--- begin Passage given ---
Now that we settled at Carlisle Barracks and have traded the chaos of PCSing for the relentless schedule of school, work, and extracurricular activities, we’re reflecting more than ever on our transformative experience of whitewater rafting and camping in Idaho on the Salmon River earlier this summer.
Admittedly, our trip didn’t get off to the greatest start – just as we were getting ready for bed the night before, we received notice that our early morning flight to Boise was canceled. Not delayed, not rescheduled – cancelled. While we built in enough time to accommodate flight delays and other 2022 travel headaches, the next flight to Boise that we could get was cutting it too close to comfort. We had a flight booked from McCall, ID to Salmon, ID and if we missed our raft launch, we’d be out of luck (and out of a lot of money).
After a couple of hours of phone calls, online magic, and rental car headaches (our initial plan to fly into Bozeman, MT was scrapped due to the airport being 100% out of rental cars), we hammered out a plan that involved us flying to Jackson Hole, Wyoming, renting a car and driving 6 hours to the Boise Airport to pick up our original rental car reservation and then drive another two hours north to McCall, ID, where we had a non-refundable hotel reservation for the night.
It was an incredibly long day but we arrived at the Hotel McCall around 10:00pm and crashed soon after. Our flight to Salmon, ID wasn’t until the following afternoon so we were able to sleep in and explore McCall a bit. While it was founded as a logging town along Payette Lake, McCall has since turned into a resort town for both winter and summer outdoor adventurers.
--- end Passage given ---
--- begin Data shown ---
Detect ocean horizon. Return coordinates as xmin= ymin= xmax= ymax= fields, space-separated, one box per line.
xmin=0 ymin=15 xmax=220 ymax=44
--- end Data shown ---
> The problem
From the rafting trip text above, list every city named as the start or end point of a flight, whether the flight was taken, booked, canceled, or only planned.

> Result
- Boise, Idaho
- McCall, Idaho
- Salmon, Idaho
- Bozeman, Montana
- Jackson Hole, Wyoming